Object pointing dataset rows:
>> START

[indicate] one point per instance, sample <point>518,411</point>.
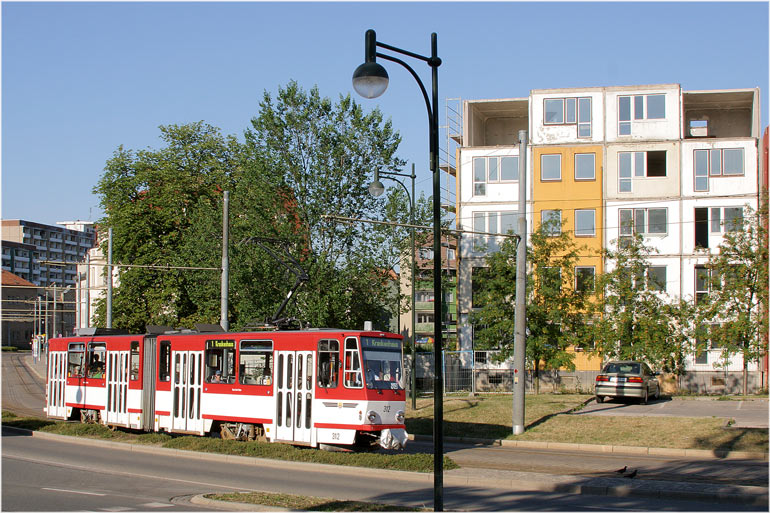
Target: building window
<point>480,177</point>
<point>493,170</point>
<point>492,222</point>
<point>702,283</point>
<point>585,278</point>
<point>585,166</point>
<point>551,222</point>
<point>569,111</point>
<point>656,277</point>
<point>639,107</point>
<point>585,223</point>
<point>639,164</point>
<point>716,220</point>
<point>645,221</point>
<point>716,162</point>
<point>550,167</point>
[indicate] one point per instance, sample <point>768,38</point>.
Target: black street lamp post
<point>376,189</point>
<point>370,80</point>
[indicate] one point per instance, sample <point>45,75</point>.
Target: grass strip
<point>489,416</point>
<point>403,462</point>
<point>304,503</point>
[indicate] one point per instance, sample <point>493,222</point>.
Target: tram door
<point>57,380</point>
<point>294,395</point>
<point>117,387</point>
<point>187,377</point>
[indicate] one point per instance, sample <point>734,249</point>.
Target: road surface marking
<point>74,491</point>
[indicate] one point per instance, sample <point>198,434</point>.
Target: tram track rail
<point>22,388</point>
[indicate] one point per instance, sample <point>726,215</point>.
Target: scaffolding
<point>451,132</point>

>> END

[Prompt]
Reproduce every line of the material above without any changes, leaving out the pictures.

[Exercise answer]
[indicate] one point per instance, sample <point>518,411</point>.
Target: building window
<point>480,177</point>
<point>493,170</point>
<point>492,222</point>
<point>702,283</point>
<point>585,278</point>
<point>585,166</point>
<point>551,222</point>
<point>569,111</point>
<point>656,277</point>
<point>639,107</point>
<point>585,223</point>
<point>639,164</point>
<point>716,220</point>
<point>645,221</point>
<point>716,162</point>
<point>550,167</point>
[indicate] one point per instance, sample <point>768,38</point>.
Target: black street lamp post
<point>376,189</point>
<point>370,80</point>
[indicate] one point per instance, sample <point>45,75</point>.
Target: grass strip
<point>489,416</point>
<point>403,462</point>
<point>304,503</point>
[indicate] one point per instance, sample <point>493,222</point>.
Target: tram door
<point>57,380</point>
<point>294,395</point>
<point>117,387</point>
<point>187,377</point>
[indicate] one point per instance, sample <point>734,249</point>.
Target: road surface marking
<point>74,491</point>
[indicate] one point per instance, sample <point>198,434</point>.
Target: tram track rail
<point>22,388</point>
[indicate] one point per instance, sample <point>726,215</point>.
Target: scaffolding
<point>451,132</point>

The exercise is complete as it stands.